SUPPLIED TEXT:

Naturally occurring oil vents in the sea floor, releasing hundreds of thousands of barrels of oil into the Gulf of Mexico each year, may actually benefit living organisms, states new research published Monday in Nature Geoscience.

As well as considering the impact of oil seepage itself, the researchers drew comparisons with the impact of oil released by the 2010 Deepwater Horizon spill.

But perhaps the most intriguing question raised by the study is whether oil itself can ever actually be a boon for life, and does this change our perception of oil spills?

With regard to Deepwater Horizon, the amount of oil pouring into the Gulf of Mexico totaled 4.3 million barrels, compared to an annual natural rate of 160,000 to 600,000 barrels.

"This information gives us context for the Deepwater Horizon spill," said co-author Ian MacDonald, an oceanographer and professor at Florida State University. "Although natural seeps are significant over time, the spill was vastly more concentrated in time and space, which is why its impact was so severe."

One of the first insights came as lead author Nigel D’Souza, then a postdoctoral researcher at Columbia University, was cruising over the Gulf of Mexico in a ship, observing chlorophyll fluorescence, a characteristic of certain phytoplankton.

In what he described as “a eureka moment,” he noticed how much more abundant the phytoplankton were when found above natural oil seeps.

In fact, they were almost twice as concentrated as phytoplankton found even a few kilometers away.

In seeking to explain this effect, the researchers say it is unlikely to be the direct impact of oil itself, says Andrew Juhl of Columbia University’s Lamont-Doherty Earth Observatory and coauthor of the study, in a telephone interview with The Christian Science Monitor.

“In general, oil seems to be uniformly negative for phytoplankton in terms of its direct effect.”

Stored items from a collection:

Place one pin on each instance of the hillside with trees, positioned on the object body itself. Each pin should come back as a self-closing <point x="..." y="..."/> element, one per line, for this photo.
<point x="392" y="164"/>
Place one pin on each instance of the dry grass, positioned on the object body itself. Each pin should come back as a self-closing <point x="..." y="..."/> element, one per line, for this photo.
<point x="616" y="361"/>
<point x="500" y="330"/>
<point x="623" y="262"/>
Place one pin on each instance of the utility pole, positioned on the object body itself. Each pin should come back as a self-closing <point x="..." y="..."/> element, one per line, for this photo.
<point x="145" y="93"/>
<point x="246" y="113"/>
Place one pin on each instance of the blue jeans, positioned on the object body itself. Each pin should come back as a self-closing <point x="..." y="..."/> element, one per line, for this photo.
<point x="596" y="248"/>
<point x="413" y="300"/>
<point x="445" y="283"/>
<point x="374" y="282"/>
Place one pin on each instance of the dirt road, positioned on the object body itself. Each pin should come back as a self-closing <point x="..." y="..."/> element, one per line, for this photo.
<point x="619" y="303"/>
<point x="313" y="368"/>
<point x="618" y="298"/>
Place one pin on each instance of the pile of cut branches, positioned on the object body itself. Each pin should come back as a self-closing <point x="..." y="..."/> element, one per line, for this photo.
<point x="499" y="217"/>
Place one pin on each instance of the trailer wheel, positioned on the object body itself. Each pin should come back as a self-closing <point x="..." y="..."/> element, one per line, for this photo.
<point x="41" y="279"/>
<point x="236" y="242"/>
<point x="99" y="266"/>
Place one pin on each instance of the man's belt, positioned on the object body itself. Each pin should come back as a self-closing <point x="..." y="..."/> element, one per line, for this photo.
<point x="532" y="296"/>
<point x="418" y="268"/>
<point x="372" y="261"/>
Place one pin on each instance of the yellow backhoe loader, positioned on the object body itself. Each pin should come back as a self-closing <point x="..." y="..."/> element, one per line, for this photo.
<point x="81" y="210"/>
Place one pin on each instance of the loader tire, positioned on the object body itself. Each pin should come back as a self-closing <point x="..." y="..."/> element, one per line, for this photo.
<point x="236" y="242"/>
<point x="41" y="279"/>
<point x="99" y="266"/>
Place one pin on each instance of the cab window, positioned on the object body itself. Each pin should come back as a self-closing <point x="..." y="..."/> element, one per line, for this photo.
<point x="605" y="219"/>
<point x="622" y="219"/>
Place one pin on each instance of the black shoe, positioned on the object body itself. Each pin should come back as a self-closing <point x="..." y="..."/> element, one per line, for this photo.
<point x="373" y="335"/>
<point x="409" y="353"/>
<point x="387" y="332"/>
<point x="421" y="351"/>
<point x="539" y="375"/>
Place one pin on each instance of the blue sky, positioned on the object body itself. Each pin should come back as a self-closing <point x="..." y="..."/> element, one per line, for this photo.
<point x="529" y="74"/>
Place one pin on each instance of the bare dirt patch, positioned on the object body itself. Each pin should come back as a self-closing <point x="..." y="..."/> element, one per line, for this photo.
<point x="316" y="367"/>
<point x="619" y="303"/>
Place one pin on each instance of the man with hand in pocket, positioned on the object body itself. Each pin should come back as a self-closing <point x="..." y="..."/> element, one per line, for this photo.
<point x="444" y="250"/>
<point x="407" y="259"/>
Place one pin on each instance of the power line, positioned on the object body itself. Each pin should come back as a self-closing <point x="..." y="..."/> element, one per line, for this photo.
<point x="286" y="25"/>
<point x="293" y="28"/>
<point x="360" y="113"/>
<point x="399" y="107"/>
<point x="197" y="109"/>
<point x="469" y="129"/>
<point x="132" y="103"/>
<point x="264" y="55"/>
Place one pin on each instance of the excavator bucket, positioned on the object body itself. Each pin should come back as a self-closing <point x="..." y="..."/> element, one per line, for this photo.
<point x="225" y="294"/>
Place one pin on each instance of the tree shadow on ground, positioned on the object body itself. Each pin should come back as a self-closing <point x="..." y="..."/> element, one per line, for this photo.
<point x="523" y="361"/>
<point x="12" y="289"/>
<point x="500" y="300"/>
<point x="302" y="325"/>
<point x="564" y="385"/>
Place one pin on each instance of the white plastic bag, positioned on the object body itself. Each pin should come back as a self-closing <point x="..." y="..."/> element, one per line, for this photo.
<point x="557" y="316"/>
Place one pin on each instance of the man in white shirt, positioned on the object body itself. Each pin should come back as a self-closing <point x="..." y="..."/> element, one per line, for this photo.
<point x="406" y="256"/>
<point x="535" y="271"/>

OBJECTIVES:
A – In the article on Gulf of Mexico oil seeps, how many barrels of oil did the Deepwater Horizon spill release into the Gulf?
B – Put this sentence from the article on Gulf of Mexico oil seeps into Spanish: "In fact, they were almost twice as concentrated as phytoplankton found even a few kilometers away."
C – Write the next few paragraphs of the article on Gulf of Mexico oil seeps, following on from its final line.

ANSWERS GIVEN:
A – 4.3 million barrels.

B – De hecho, estaban casi dos veces más concentrados que el fitoplancton hallado incluso a unos pocos kilómetros de distancia.

C –
So why the explosion of life above the sea vents? The answer lies in a “peculiar interaction of different things,” says Dr. Juhl.

Deep water is heavily laden with nutrients, usually inaccessible to life-forms living near the surface. But as oil bubbles up from the seabed, it agitates these nutrients and carries them upwards.

It is, therefore, this nutritional boost that allows the phytoplankton to thrive.

So, does this mean that oil spills are a good thing, after all? Hardly, according to Juhl.

“If you had an anthropogenic oil spill from a tanker or pipeline, you wouldn’t have the positive effects of oil because it wouldn’t be carrying with it the nutrient-rich water,” says Juhl.

“Above a natural oil seep, you can see a sheen of oil on the water, you can even smell it on the surface, but it’s still a very small amount of oil in comparison to the kind of oil spills that make the news.”

What makes this research so interesting, then, is not any reversal on our understanding of how damaging oil spills can be. Instead, it marks the first time research has been able to draw conclusions between what happens at oil vents, deep down on the ocean floor, and the effects near the water’s surface, sometimes with a mile of water separating the two.

As Juhl says, “this is likely to happen worldwide.”